### Given task a
Report how many lines in the rows below contain the string "handbag". Give only the number.
============
Title
#general
t

TonyC

12/24/2019, 5:05 AM
Hello, I wrote a couple extensions for OsQuery that have long run times as much as 30 seconds. When scheduling them to both run every 300 seconds in a pack, they sometimes run at the same time, or at least overlap. Is there a way to guarantee ALL scheduled queries are run serially, and never at the same time? Thank you
a

alessandrogario

12/24/2019, 11:06 PM
i don't think it is possible; you could try using different timers but it's not guaranteed it's enough to avoid that situation
11:06 PM
it would be best not to have long query processing times and instead do it in another thread and return whatever is ready at query time
11:07 PM
i.e. one thread fills a list of rows, and the generate() returns them
t

TonyC

12/26/2019, 7:16 PM
I may have found a fix by instead of using a pack with multiple individual queries, into a pack that calls a single combined query. By combining all the individual queries int a single query, they each run in series. This is obviously not optimal as it will only work if you want all the queries to run in the same interval of say every 5 minutes. If you want an addition query to run every 1 minute, there is potential for that 1 minute query to run at the same time as a 5 minute combined query. IMO there should be logic in OsQuery to not execute a query in a pack until any other queries have already completed. IE a Queue. I know most of what OsQuery does out of the box is pretty instant, and this problem I have is pretty much non existent, however, OsQuery is designed to run custom extensions, and users like me need to run longer running queries.
a

alessandrogario

12/26/2019, 7:18 PM
I think this is a design issue inside the extension; additionally, I'm not sure that SQLite itself actually likes when tables locks inside virtual tables (it's not something it was made for)
7:19 PM
I don't think it makes sense to support extensions that have long query times
t

TonyC

12/26/2019, 7:19 PM
I don't think there is a way for the extension to check if another query is already in progress
a

alessandrogario

12/26/2019, 7:19 PM
queries should return data that is ready
7:20 PM
or at least, data that can be easily gathered without locking inside the SQLite callbacks
7:20 PM
I would suggest to fix the extension to only return data ready to be returned back to osquery, and move the worker outside the main thread
7:20 PM
this would be similar to the event-based tables that are already present in osquery
7:21 PM
you can also use writable tables if you wish to control which data is produced from SQL
7:21 PM
i.e. INSERT INTO your_extension_table <job_details>
t

TonyC

12/26/2019, 7:21 PM
If you have multiple records with millions of records, and you have to do joins, it will take time to gather the data. Having a long running querie is no different IMO. I'm not asking for OsQuery to support longer running queries, I'm stating that OsQuery should not run queries at the same time. That would just happen to resolve my issue 🙂
a

alessandrogario

12/26/2019, 7:21 PM
and in another table save the data that has been produced
7:22 PM
that reason is exactly why no heavy work should happen inside generate()
============
### Given task b
From the osquery thread above, reproduce the passage starting with "12/26/2019, 7:16 PM" and going on through "longer running queries.", switching each occurrence of "combined query" to "merged query".
============
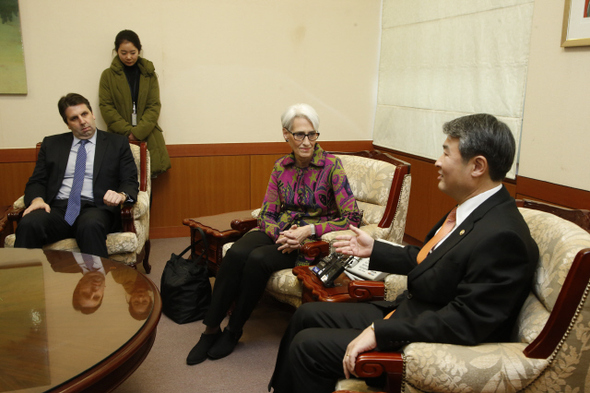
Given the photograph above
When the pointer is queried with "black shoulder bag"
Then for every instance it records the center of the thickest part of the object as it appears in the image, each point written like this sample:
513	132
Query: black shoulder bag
185	286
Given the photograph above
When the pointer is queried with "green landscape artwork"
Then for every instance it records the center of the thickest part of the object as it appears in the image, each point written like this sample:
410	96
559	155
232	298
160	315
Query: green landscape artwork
13	78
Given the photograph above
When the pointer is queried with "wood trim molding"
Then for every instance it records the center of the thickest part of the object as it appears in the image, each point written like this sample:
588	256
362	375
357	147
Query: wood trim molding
212	149
258	148
18	155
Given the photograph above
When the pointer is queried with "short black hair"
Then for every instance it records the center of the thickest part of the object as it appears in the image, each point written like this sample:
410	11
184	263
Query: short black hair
483	134
127	35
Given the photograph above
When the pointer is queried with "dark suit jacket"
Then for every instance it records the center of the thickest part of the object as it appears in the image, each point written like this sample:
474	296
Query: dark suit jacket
469	289
114	168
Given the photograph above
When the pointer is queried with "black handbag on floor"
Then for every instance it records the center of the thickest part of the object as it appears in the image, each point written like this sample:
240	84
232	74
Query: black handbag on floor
185	286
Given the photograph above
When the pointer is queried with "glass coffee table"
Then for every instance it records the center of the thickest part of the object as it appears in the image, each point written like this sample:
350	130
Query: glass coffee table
72	322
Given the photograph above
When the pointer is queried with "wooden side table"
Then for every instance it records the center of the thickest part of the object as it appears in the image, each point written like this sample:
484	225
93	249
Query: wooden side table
219	230
315	291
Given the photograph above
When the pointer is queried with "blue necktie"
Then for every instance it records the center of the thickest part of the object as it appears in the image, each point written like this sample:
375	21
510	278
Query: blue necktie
73	208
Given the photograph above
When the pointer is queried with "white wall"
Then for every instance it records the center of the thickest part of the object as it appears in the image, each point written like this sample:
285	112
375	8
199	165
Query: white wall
445	59
227	68
556	128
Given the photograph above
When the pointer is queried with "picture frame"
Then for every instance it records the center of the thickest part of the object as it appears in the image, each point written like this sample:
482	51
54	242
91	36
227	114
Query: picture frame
576	23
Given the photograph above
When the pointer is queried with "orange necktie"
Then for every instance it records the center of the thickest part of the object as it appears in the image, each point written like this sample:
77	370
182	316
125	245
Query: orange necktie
444	230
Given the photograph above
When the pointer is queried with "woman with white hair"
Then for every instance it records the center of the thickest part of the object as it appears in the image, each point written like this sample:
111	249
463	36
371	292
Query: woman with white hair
308	195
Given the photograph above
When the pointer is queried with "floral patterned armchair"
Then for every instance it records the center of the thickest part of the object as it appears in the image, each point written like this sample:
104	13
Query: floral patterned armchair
550	350
132	245
381	186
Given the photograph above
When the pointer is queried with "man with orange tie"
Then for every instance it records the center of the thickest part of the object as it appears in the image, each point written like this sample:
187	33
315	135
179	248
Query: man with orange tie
465	286
79	181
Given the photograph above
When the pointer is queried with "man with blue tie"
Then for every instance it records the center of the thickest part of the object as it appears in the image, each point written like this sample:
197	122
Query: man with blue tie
80	180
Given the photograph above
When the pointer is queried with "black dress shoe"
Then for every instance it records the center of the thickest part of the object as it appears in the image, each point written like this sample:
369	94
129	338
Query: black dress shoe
199	352
225	345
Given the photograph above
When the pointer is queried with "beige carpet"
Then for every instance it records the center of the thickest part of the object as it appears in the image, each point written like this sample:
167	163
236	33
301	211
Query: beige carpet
246	370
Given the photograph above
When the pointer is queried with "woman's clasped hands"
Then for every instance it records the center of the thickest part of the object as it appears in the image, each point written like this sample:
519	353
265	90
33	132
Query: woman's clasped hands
292	238
359	245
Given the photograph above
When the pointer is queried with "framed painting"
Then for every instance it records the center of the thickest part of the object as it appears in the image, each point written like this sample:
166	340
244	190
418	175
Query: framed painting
13	79
576	23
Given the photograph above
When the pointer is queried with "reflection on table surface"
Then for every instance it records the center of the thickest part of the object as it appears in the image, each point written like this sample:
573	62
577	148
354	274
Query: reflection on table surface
61	313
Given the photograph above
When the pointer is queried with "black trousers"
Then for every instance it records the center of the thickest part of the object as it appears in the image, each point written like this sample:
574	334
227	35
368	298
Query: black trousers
242	278
311	351
90	229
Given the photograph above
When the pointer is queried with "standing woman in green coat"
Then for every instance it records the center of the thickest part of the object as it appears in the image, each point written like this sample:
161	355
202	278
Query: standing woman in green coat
130	99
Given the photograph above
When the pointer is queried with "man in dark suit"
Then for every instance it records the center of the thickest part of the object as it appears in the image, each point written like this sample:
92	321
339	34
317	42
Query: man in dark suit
465	287
107	178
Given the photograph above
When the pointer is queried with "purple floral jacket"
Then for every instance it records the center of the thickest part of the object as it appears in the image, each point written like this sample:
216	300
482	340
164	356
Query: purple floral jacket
319	194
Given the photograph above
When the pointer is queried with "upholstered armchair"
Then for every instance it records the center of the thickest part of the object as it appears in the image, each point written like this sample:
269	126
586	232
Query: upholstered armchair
381	186
550	350
132	245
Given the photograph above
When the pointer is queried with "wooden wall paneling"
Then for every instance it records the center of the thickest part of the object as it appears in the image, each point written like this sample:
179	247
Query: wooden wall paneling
198	186
13	180
261	168
527	188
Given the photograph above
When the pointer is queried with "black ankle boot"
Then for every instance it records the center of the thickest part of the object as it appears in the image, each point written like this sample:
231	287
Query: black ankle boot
225	345
199	352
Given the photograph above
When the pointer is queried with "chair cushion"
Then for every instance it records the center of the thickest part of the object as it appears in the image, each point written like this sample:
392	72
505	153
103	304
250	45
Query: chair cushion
355	385
370	180
117	243
559	241
454	368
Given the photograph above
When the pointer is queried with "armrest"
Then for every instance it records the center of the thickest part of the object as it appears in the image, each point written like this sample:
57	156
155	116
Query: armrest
363	291
14	215
316	250
373	364
127	218
244	225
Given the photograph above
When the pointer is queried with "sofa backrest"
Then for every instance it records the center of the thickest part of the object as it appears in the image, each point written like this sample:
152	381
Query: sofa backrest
559	242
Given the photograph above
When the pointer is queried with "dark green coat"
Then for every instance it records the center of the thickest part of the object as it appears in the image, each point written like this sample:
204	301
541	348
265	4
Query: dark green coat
116	109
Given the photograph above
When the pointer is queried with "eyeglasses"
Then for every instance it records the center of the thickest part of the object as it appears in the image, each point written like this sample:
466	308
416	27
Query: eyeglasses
300	136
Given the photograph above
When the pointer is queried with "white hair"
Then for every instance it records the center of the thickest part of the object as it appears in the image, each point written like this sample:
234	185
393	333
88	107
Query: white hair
300	110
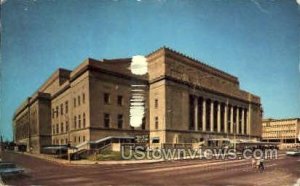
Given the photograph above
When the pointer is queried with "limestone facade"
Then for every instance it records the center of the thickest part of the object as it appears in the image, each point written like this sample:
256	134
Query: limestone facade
281	130
186	101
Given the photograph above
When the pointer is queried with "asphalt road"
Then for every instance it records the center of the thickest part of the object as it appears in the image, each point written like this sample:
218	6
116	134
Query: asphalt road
283	171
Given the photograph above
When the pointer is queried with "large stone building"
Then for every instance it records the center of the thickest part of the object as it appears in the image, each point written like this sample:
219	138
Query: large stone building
281	130
186	101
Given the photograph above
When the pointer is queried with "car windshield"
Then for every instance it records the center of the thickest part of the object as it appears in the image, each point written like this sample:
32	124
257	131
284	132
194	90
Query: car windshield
============
### Written answer a
2

### Written answer b
12/26/2019, 7:16 PM
I may have found a fix by instead of using a pack with multiple individual queries, into a pack that calls a single merged query. By combining all the individual queries int a single query, they each run in series. This is obviously not optimal as it will only work if you want all the queries to run in the same interval of say every 5 minutes. If you want an addition query to run every 1 minute, there is potential for that 1 minute query to run at the same time as a 5 minute merged query. IMO there should be logic in OsQuery to not execute a query in a pack until any other queries have already completed. IE a Queue. I know most of what OsQuery does out of the box is pretty instant, and this problem I have is pretty much non existent, however, OsQuery is designed to run custom extensions, and users like me need to run longer running queries.